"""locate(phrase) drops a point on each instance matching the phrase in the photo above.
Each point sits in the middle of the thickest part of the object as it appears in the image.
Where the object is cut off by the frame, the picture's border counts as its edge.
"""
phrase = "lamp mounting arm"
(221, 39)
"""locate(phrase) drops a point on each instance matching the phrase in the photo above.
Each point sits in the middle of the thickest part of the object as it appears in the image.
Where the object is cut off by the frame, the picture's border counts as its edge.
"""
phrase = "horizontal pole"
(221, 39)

▸ WORK REQUIRED
Set down each entry exactly, leaving none out.

▸ EXERCISE RESULT
"""locate(phrase) drops a point on each instance matching the phrase in the photo above.
Each point sits in the middle of the thickest part of the object as it appears in the image.
Where the object is cut off by the frame, the picture's border counts as its edge.
"""
phrase = "lamp mounting arm"
(221, 39)
"""locate(phrase) drops a point on each instance matching the phrase in the photo above.
Each point sits in the middle of the thickest part of the object as it appears in the image.
Where the object is cut off by the frame, the picture's border counts as its edge.
"""
phrase = "horizontal pole"
(221, 39)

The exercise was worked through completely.